▶ 提供された文章:
▼

大映特撮映画三部作 東海道お化け道中
●妖怪ブームの背景(大映特撮映画大全より)
怪獣への熱狂が冷め始めた子供達が
次に夢中になったのは妖怪だった。
きっかけは水木しげるのマンガを
テレビドラマ&アニメ化した作品群。
中でも妖怪ブームを決定づけたのは
1968年1月に放送が始まった
『ゲゲゲの鬼太郎』だ。
流行をいち早く察知した大映京都は
同年3月に本格的な妖怪映画
『妖怪百物語』を公開した。
妖怪達は怖い物ばかりではなく、
バリエーションに富んだ妖怪が次から
次へと登場する演出が心憎い。
襖や壁に描いた絵が本物になる。
""から傘"やどこかキュートな"油すまし"
などのキャラはアイドル的な存在になった。

▲

▶ 取り組む課題:
1 - 妖怪ブームについての文章を読み、次の問いに答えよ。
(a) 妖怪ブームのきっかけとなったのは何か。
(b) 『ゲゲゲの鬼太郎』の放送が始まったのはいつか。
(c) 大映京都が同年3月に公開した妖怪映画は何か。
2 - 項目のうち、「Task: where can the short」を含む行から始まり項目の最後で終わる部分を、「player's hand」を「athlete's hand」に置き換え、ほかはそのままにして書き直せ。

▶ 提供された情報:
▼

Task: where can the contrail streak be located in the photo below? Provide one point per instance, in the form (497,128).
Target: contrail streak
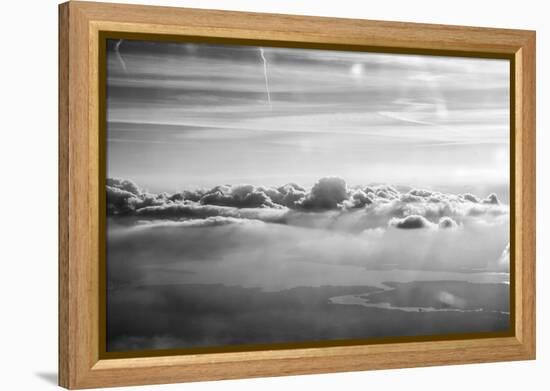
(265,77)
(117,51)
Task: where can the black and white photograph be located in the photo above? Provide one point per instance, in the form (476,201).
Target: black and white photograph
(270,196)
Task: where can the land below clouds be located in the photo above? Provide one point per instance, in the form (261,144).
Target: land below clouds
(215,315)
(245,264)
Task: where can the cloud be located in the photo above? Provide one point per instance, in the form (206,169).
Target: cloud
(124,184)
(491,199)
(447,222)
(329,204)
(411,222)
(327,193)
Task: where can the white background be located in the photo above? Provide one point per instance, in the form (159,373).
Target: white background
(28,196)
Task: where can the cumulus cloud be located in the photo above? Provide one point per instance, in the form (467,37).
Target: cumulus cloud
(411,222)
(327,193)
(447,222)
(329,204)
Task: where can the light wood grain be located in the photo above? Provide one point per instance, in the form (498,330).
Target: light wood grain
(80,24)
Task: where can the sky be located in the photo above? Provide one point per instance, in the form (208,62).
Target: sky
(182,116)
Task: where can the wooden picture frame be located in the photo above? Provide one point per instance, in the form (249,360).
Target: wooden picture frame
(81,161)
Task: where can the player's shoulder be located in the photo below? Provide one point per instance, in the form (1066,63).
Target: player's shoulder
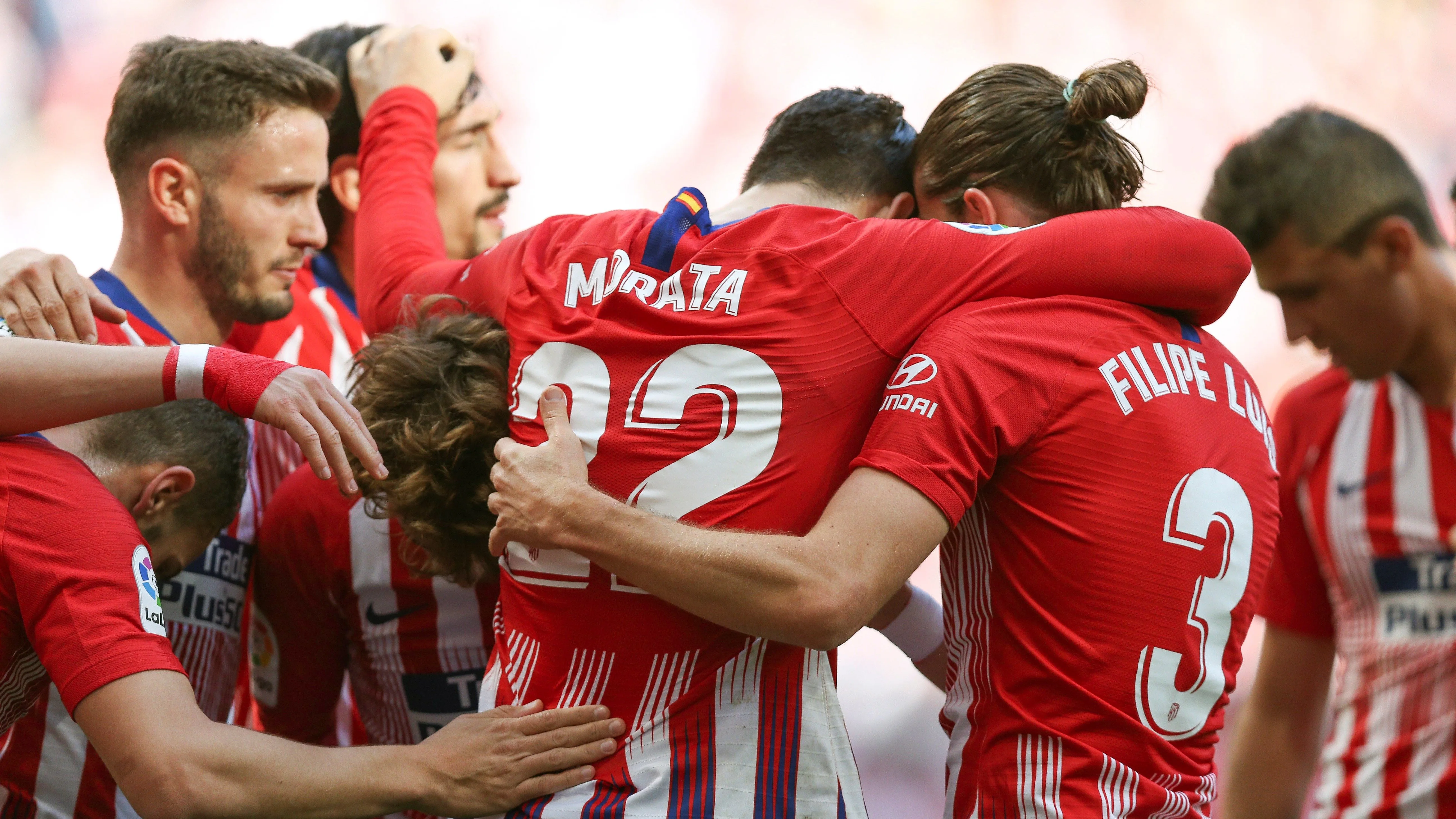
(53,495)
(1324,393)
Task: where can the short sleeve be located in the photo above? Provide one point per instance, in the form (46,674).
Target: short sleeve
(1295,595)
(975,388)
(82,576)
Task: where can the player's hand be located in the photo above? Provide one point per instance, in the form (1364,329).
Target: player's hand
(536,484)
(43,296)
(305,404)
(432,60)
(487,764)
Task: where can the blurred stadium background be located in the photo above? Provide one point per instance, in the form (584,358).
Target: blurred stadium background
(618,103)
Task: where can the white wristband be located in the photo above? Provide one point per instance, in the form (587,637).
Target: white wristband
(191,362)
(921,627)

▲

▶ 課題ごとの解答:
1 -
(a) 水木しげるのマンガをテレビドラマとアニメにした作品群である。
(b) 1968年1月である。
(c) 『妖怪百物語』である。

2 -
Task: where can the short sleeve be located in the photo above? Provide one point per instance, in the form (46,674).
Target: short sleeve
(1295,595)
(975,388)
(82,576)
Task: where can the athlete's hand be located in the photo above? Provide one point per instance, in the form (1364,329).
Target: athlete's hand
(536,484)
(43,296)
(305,404)
(432,60)
(487,764)
Task: where can the blurred stadium background be located in the photo above? Provide one point per instance, in the form (584,358).
Target: blurred stadium background
(618,103)
Task: where can the white wristband be located in the photo above? Provide one point per instance, in the form (587,637).
Target: white wristband
(191,362)
(921,627)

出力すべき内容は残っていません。